## start SOURCE RECORDS
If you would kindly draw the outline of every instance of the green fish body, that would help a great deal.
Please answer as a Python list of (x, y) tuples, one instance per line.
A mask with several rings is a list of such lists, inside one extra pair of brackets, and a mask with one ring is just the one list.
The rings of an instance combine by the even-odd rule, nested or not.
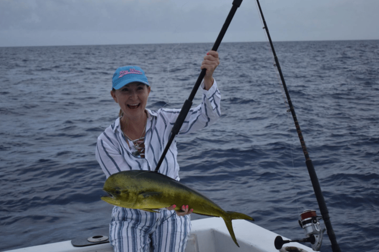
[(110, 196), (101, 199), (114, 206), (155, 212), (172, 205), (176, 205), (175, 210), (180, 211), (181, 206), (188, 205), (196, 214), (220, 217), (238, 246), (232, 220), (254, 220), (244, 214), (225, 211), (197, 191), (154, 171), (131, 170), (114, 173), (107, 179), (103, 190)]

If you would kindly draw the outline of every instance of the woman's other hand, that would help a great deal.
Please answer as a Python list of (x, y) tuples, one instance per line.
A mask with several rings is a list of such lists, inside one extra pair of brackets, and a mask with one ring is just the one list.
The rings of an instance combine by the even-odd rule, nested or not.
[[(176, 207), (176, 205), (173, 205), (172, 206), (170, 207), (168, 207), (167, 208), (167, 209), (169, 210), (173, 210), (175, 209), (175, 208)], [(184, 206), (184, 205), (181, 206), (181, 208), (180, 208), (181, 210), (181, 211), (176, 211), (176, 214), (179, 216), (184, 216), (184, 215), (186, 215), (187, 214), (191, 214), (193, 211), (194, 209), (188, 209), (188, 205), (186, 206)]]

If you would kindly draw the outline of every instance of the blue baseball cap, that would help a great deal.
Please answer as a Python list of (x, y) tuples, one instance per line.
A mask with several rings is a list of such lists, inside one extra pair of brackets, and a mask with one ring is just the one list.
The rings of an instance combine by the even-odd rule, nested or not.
## end SOURCE RECORDS
## start SOURCE RECORDS
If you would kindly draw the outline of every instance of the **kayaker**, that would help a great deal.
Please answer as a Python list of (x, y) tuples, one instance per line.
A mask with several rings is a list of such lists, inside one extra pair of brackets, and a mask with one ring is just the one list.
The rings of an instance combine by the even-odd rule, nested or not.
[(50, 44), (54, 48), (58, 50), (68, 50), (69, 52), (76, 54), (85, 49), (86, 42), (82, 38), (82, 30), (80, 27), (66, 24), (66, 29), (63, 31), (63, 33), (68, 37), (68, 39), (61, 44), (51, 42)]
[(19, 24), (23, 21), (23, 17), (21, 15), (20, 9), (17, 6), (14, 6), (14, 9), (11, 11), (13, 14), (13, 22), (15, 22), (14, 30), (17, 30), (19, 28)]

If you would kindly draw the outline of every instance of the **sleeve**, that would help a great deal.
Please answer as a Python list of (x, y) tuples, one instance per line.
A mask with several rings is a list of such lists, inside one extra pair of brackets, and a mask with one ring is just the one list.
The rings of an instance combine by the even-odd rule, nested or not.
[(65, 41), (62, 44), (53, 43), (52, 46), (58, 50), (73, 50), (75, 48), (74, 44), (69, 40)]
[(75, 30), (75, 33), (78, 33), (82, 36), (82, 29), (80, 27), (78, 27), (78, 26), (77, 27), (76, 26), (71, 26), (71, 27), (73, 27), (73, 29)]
## end SOURCE RECORDS
## start SOURCE RECORDS
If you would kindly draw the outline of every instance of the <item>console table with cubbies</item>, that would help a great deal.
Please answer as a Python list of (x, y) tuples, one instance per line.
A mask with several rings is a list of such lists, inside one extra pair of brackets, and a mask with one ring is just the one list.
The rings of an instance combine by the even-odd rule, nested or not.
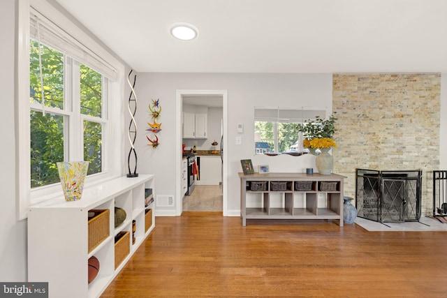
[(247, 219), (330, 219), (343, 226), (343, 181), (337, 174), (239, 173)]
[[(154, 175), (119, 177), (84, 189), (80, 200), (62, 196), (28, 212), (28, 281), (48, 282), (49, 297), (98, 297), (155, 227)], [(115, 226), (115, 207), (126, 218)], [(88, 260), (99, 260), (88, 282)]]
## end SOURCE RECORDS
REQUIREMENT — Reproduce verbatim the lines of the entries from the line containing "the **sleeve**, that would help a great deal." up to and including the line containing "27), (73, 29)]".

PROBLEM SOLUTION —
If you would kindly draw the outline of every instance of the **sleeve**, that would help a great deal.
Please answer as a Python list of (x, y) tuples, one instance per line.
A mask with several rings is a list of such lists, inside one extra pair of brackets, and a mask with one ring is just the one list.
The rings of an instance combine by the even-odd rule, nested or not.
[(65, 41), (62, 44), (53, 43), (52, 46), (58, 50), (73, 50), (75, 48), (74, 44), (69, 40)]
[(75, 30), (75, 33), (78, 33), (82, 36), (82, 29), (80, 27), (78, 27), (78, 26), (77, 27), (76, 26), (71, 26), (71, 27), (73, 27), (73, 29)]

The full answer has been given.